EXERCISE TASK:
Turn the data below into a Markdown table with two columns, "Number" for the row number and "Text" for the line itself. Leave out any blank lines.

DATA TO USE:
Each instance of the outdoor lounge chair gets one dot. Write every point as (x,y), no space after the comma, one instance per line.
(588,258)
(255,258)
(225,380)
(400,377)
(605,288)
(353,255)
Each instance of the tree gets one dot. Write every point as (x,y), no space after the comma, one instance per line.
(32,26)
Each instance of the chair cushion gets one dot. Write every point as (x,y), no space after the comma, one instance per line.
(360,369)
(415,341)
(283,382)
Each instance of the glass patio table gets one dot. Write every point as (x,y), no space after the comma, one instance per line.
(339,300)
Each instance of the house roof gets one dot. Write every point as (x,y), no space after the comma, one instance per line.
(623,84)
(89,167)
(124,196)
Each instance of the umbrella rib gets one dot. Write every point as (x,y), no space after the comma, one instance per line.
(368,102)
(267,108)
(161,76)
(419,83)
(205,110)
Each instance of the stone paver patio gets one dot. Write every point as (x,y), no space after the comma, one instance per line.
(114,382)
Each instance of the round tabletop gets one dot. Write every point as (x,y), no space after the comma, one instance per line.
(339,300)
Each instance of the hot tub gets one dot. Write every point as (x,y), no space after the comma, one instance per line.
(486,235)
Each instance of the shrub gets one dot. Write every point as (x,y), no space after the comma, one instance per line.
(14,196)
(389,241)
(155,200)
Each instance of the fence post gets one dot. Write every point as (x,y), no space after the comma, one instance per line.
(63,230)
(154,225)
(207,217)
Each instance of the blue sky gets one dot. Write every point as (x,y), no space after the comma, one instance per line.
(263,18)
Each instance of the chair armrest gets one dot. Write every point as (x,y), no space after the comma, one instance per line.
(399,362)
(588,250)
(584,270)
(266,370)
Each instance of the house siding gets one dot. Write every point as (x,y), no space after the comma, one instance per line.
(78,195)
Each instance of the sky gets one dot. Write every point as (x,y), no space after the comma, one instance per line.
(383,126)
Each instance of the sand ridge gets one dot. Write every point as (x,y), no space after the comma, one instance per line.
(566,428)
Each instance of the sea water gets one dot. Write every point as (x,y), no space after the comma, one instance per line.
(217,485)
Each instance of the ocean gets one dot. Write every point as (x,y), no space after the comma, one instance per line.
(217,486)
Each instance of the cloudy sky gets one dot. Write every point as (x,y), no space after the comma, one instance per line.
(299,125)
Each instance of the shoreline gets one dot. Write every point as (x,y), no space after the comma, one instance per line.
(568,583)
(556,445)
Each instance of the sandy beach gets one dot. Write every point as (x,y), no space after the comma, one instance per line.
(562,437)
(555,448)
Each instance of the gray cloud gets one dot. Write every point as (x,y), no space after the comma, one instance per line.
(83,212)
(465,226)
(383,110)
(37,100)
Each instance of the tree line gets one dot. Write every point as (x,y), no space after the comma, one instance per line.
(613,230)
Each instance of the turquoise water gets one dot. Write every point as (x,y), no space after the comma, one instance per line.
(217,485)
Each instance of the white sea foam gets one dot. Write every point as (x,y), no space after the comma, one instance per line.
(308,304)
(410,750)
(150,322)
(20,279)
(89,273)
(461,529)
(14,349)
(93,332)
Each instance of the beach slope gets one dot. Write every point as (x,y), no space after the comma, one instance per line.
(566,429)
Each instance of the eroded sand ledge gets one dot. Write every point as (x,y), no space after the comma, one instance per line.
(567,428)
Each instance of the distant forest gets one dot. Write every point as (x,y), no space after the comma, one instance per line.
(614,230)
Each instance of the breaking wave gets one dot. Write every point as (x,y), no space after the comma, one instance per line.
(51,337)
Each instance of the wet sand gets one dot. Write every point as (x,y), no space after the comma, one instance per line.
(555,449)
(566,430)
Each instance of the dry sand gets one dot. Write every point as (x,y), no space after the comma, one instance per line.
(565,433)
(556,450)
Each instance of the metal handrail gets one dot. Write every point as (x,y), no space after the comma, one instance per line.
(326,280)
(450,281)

OUTPUT OF THE EXERCISE:
| Number | Text |
|---|---|
| 1 | Each instance of the outdoor lounge chair gets one dot. Write every point as (x,y), no space after the comma, one instance per line. |
| 2 | (588,258) |
| 3 | (255,258) |
| 4 | (225,380) |
| 5 | (400,377) |
| 6 | (605,288) |
| 7 | (353,255) |
| 8 | Each instance of the tree gets one dot. Write every point as (x,y), no space after the comma, one instance per line. |
| 9 | (32,26) |
| 10 | Each instance of the chair cushion gets one dot. Write every point as (x,y), no space after the comma, one instance per line. |
| 11 | (360,369) |
| 12 | (415,341) |
| 13 | (283,382) |
| 14 | Each instance of the glass patio table gets one dot. Write every point as (x,y), no space after the comma, one instance per line. |
| 15 | (339,300) |
| 16 | Each instance of the house roof gets one dot. Write every point as (x,y), no space after the comma, one instance per line. |
| 17 | (623,84) |
| 18 | (89,167) |
| 19 | (124,196) |
| 20 | Each instance of the umbrella rib gets one dot. Write every point as (x,y), no space after the comma, one instance per line. |
| 21 | (368,102) |
| 22 | (267,108) |
| 23 | (161,76) |
| 24 | (419,83) |
| 25 | (205,110) |
| 26 | Each instance of the stone paver patio gets one dot. Write every point as (x,y), no space after the comma, one instance per line. |
| 27 | (114,382) |
| 28 | Each instance of the round tabletop gets one dot. Write every point as (x,y), no space after the comma, one instance per line. |
| 29 | (339,300) |
| 30 | Each instance of the hot tub gets one dot. Write every point as (x,y), no space after the comma, one instance per line. |
| 31 | (486,235) |
| 32 | Each instance of the shrub gets one dot. Write every point as (x,y), no space after the comma, one instance per line. |
| 33 | (14,196) |
| 34 | (389,241) |
| 35 | (155,200) |
| 36 | Each instance of the fence post gets one dot. Write every point as (x,y), no space after the comma, one instance per line. |
| 37 | (63,230) |
| 38 | (154,225) |
| 39 | (207,217) |
| 40 | Each instance of the blue sky gets one dot. Write every point as (x,y), no space after the comma, one instance per line. |
| 41 | (263,18) |
| 42 | Each instance of the chair armrest gets one dot. Write every point as (x,y), no space after the comma, one instance per line. |
| 43 | (399,362) |
| 44 | (588,250) |
| 45 | (584,270) |
| 46 | (266,370) |
| 47 | Each instance of the house siding gets one dot. Write every point as (x,y), no space after the comma, one instance per line. |
| 48 | (78,195) |
| 49 | Each instance of the sky gets one dot. Write every point as (x,y), no space after the comma, one instance per line. |
| 50 | (383,126) |
| 51 | Each instance of the sand ridge gets one dot. Write every point as (x,y), no space after the comma, one instance per line. |
| 52 | (566,428) |
| 53 | Each instance of the sea water gets one dot. Write every point as (x,y), no space after the comma, one instance per line. |
| 54 | (217,485) |
| 55 | Each instance of the ocean gets one dot. Write every point as (x,y), no space after the comma, one instance per line. |
| 56 | (217,486) |
| 57 | Each instance of the cloudy sky gets one dot. Write every point as (x,y), no space after the comma, one instance per line. |
| 58 | (299,125) |
| 59 | Each instance of the shoreline gets one dot. Write every point as (x,y), no space after the comma, one instance per line. |
| 60 | (568,583) |
| 61 | (556,445) |
| 62 | Each instance of the sandy beach gets one dot. Write every point as (x,y), no space after the comma, one instance per line. |
| 63 | (562,437) |
| 64 | (555,448) |
| 65 | Each instance of the gray cloud gets one dot. Write every point as (x,y), no space after the comma, one instance per line. |
| 66 | (83,212) |
| 67 | (465,226) |
| 68 | (383,110) |
| 69 | (37,100) |
| 70 | Each instance of the tree line gets one dot. Write every point as (x,y), no space after the comma, one instance per line. |
| 71 | (613,230) |
| 72 | Each instance of the turquoise water gets one dot. Write every point as (x,y), no space after the comma, one instance per line. |
| 73 | (217,485) |
| 74 | Each instance of the white sea foam gets one dot. Write every point as (x,y), no space after the comma, one instance per line. |
| 75 | (308,304) |
| 76 | (410,750) |
| 77 | (150,322) |
| 78 | (20,279) |
| 79 | (89,273) |
| 80 | (461,529) |
| 81 | (14,349) |
| 82 | (93,332) |
| 83 | Each instance of the beach slope gets one dot. Write every point as (x,y), no space after the comma, one instance per line. |
| 84 | (566,429) |
| 85 | Each instance of the eroded sand ledge gets one dot. Write every point as (x,y), no space after the comma, one instance per line. |
| 86 | (567,428) |
| 87 | Each instance of the distant forest gets one dot. Write every point as (x,y), no space after the comma, one instance per line. |
| 88 | (614,230) |
| 89 | Each instance of the breaking wave gets one dot. Write every point as (x,y), no space after the comma, one instance per line. |
| 90 | (51,337) |
| 91 | Each instance of the wet sand gets one dot. Write every point as (x,y), no space after the comma, one instance per line. |
| 92 | (555,449) |
| 93 | (566,430) |
| 94 | Each instance of the dry sand gets one dot. Write every point as (x,y), no space after the comma, one instance per line. |
| 95 | (565,433) |
| 96 | (556,450) |
| 97 | Each instance of the metal handrail gets one dot. Write every point as (x,y), no space after the comma, one instance per line. |
| 98 | (326,280) |
| 99 | (450,281) |